*** Block opens ***
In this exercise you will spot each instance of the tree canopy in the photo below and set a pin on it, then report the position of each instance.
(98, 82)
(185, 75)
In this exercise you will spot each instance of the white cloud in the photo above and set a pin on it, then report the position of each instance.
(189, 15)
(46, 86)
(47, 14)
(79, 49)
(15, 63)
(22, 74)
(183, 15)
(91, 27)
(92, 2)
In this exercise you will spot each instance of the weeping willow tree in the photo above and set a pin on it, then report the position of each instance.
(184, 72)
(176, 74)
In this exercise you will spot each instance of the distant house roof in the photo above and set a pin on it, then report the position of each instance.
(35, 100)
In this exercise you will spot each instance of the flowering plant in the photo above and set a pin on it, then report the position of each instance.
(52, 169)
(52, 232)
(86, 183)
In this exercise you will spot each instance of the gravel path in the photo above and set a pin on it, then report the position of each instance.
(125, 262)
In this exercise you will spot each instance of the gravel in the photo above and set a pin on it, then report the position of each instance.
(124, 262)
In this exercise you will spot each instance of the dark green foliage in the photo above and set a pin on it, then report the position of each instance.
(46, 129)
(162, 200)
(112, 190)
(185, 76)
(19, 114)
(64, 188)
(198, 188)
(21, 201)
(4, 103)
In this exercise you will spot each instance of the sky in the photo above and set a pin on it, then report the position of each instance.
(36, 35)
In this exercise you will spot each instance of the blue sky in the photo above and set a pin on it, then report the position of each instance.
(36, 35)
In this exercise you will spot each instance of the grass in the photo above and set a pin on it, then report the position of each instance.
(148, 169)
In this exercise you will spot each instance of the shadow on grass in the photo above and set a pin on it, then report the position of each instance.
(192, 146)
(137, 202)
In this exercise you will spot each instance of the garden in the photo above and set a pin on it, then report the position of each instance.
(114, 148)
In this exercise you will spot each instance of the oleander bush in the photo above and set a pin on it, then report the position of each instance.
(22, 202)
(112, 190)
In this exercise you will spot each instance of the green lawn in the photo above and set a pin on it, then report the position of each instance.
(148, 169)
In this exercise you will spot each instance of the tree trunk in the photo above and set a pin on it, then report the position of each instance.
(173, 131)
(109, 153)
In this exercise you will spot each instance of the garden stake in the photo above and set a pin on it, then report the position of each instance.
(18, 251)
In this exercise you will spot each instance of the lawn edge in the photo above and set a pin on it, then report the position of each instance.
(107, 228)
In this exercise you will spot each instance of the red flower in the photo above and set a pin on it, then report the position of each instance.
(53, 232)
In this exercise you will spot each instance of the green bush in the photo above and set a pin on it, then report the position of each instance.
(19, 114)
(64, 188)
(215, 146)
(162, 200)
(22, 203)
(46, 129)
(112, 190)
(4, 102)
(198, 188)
*** Block closes ***
*Prompt*
Each line of the material should be returned exactly as it stands.

*Exercise solution*
In this exercise you will spot each instance of the tree canopy in the photo below and set a pin on it, then report the position of each instance.
(98, 82)
(185, 75)
In this exercise you will spot each instance of the white cloud in the photo above and set a pin on it, then report the position of each instance.
(189, 15)
(46, 86)
(47, 14)
(79, 49)
(15, 63)
(22, 74)
(183, 15)
(91, 27)
(92, 2)
In this exercise you will spot each instance of the weeping willow tree in the photo above and set a pin on it, then report the position of each instance.
(184, 72)
(176, 74)
In this exercise you will spot each instance of the distant house roof in the photo above and set a pin on it, then report the position of each instance.
(35, 100)
In this exercise you will spot each instance of the flowering plant in the photo above and set a pin on it, then report the position of each instance.
(52, 169)
(52, 232)
(86, 183)
In this exercise you will spot each instance of the gravel path in the photo above and set a pin on it, then report the position of each instance.
(125, 262)
In this exercise you will spot each instance of the gravel in the photo above and set a pin on it, then report the position of each instance.
(124, 262)
In this exercise you will spot each instance of the dark green foliage in the photo above and set a pin on it, then report the position of each instance.
(46, 129)
(162, 200)
(112, 190)
(185, 76)
(19, 114)
(64, 188)
(198, 188)
(21, 201)
(4, 103)
In this exercise you will spot each instance of the sky in the photo above and set a pin on it, then report the position of each instance.
(36, 35)
In this exercise you will spot each instance of the blue sky in the photo above and set a pin on it, then report the position of each instance.
(36, 35)
In this exercise you will spot each instance of the grass in the photo above and set a pin on it, then report the position of each instance.
(148, 169)
In this exercise you will spot each instance of the shadow on grass in the photo above and set a pin on it, then report the position of each instance.
(192, 146)
(137, 202)
In this exercise you will spot each instance of the garden in the photo above and set a pin on it, then report the position of each instance.
(114, 148)
In this exercise you will spot each instance of the oleander bush in the photo above and set a pin on it, then report the position of each instance.
(22, 202)
(112, 190)
In this exercise you will spot each instance of the green lawn in the photo above and set a pin on it, then report the position of each instance.
(148, 169)
In this exercise you will spot each instance of the tree trunk in the photo above and set a pin on it, then report the position of each instance.
(173, 131)
(109, 153)
In this exercise you will spot each instance of the garden stake in the photo above and set a pin on it, then report the position of each instance.
(18, 251)
In this exercise you will spot each instance of the lawn edge in the photo above and set a pin on it, then report the position of each instance.
(107, 228)
In this exercise you will spot each instance of the red flower in the photo above and set a pin on it, then report the position of each instance.
(53, 232)
In this exercise you will spot each instance of the green bush in the photo above and set a pin on it, then report the position of each instance.
(19, 114)
(64, 188)
(215, 146)
(162, 200)
(22, 203)
(46, 129)
(112, 190)
(4, 102)
(198, 188)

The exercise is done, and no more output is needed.